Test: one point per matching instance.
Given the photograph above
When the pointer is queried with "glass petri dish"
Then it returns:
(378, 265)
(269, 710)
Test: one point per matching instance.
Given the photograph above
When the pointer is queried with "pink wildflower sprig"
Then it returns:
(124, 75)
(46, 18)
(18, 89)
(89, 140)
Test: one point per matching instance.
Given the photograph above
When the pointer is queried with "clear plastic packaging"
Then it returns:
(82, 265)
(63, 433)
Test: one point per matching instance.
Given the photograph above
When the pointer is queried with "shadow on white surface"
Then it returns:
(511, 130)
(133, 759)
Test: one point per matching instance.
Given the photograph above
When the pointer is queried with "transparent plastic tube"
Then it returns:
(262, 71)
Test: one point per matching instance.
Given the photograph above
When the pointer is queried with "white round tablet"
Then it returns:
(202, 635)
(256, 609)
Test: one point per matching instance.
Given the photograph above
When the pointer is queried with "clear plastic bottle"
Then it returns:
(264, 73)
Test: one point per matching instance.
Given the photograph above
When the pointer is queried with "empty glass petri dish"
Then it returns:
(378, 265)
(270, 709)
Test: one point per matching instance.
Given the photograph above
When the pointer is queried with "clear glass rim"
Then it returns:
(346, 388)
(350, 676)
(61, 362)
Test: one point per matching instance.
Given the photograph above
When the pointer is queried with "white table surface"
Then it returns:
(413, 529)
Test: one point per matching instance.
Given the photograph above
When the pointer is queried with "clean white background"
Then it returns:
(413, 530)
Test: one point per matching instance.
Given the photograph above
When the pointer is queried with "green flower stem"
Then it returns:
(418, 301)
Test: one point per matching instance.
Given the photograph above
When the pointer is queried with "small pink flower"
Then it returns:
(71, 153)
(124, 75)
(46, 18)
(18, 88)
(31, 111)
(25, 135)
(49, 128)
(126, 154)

┄┄┄┄┄┄

» Task prompt:
Output every record above exactly as it appears.

» Written solution:
Test: one point per matching instance.
Given the photograph above
When the pointer is queried with "glass petri dish"
Then it returns:
(378, 265)
(269, 710)
Test: one point per matching instance.
Given the photograph above
When the pointer is queried with "pink wildflower sprig"
Then it returns:
(124, 75)
(46, 18)
(18, 89)
(89, 140)
Test: one point per matching instance.
Given the photograph above
When the pointer is queried with "clear plastic packaging"
Then it returns:
(82, 265)
(63, 433)
Test: one point per matching instance.
Given the photograph above
When the pointer is queried with "shadow on white surface"
Then it returns:
(511, 130)
(133, 759)
Test: one point per matching instance.
Given the photograph above
When the pointer is queried with "transparent plastic tube"
Then it returns:
(262, 71)
Test: one point per matching instance.
Given the photograph above
When the pointer is queried with "white round tablet"
Then it returns:
(202, 635)
(256, 609)
Test: one point per matching instance.
Given the photograph above
When the pointer is queried with "clear plastic bottle"
Then it returns:
(264, 73)
Test: one point per matching instance.
Given the photograph above
When the pointer is queried with "empty glass petri dish"
Then it returns:
(378, 265)
(270, 709)
Test: one point per matching instance.
Given the photograph above
When the pointer is queried with "clear glass rim"
Then it returns:
(346, 388)
(350, 676)
(61, 362)
Test: one point per matching instance.
Given the photograph above
When the pointer is queried with "white table surface"
Then it returns:
(413, 529)
Test: one point per matching instance.
Given the photograph above
When the pointer is queried with "clean white background"
Then it returns:
(413, 530)
Test: one point per matching instance.
Given the photograph above
When the pointer is queried with "green flower stem"
Then it returns:
(418, 301)
Test: one point per matching instance.
Given the photograph above
When the pointer is queried with "small pink flower"
Then it returns:
(71, 153)
(124, 75)
(46, 18)
(18, 88)
(31, 111)
(25, 135)
(49, 128)
(126, 154)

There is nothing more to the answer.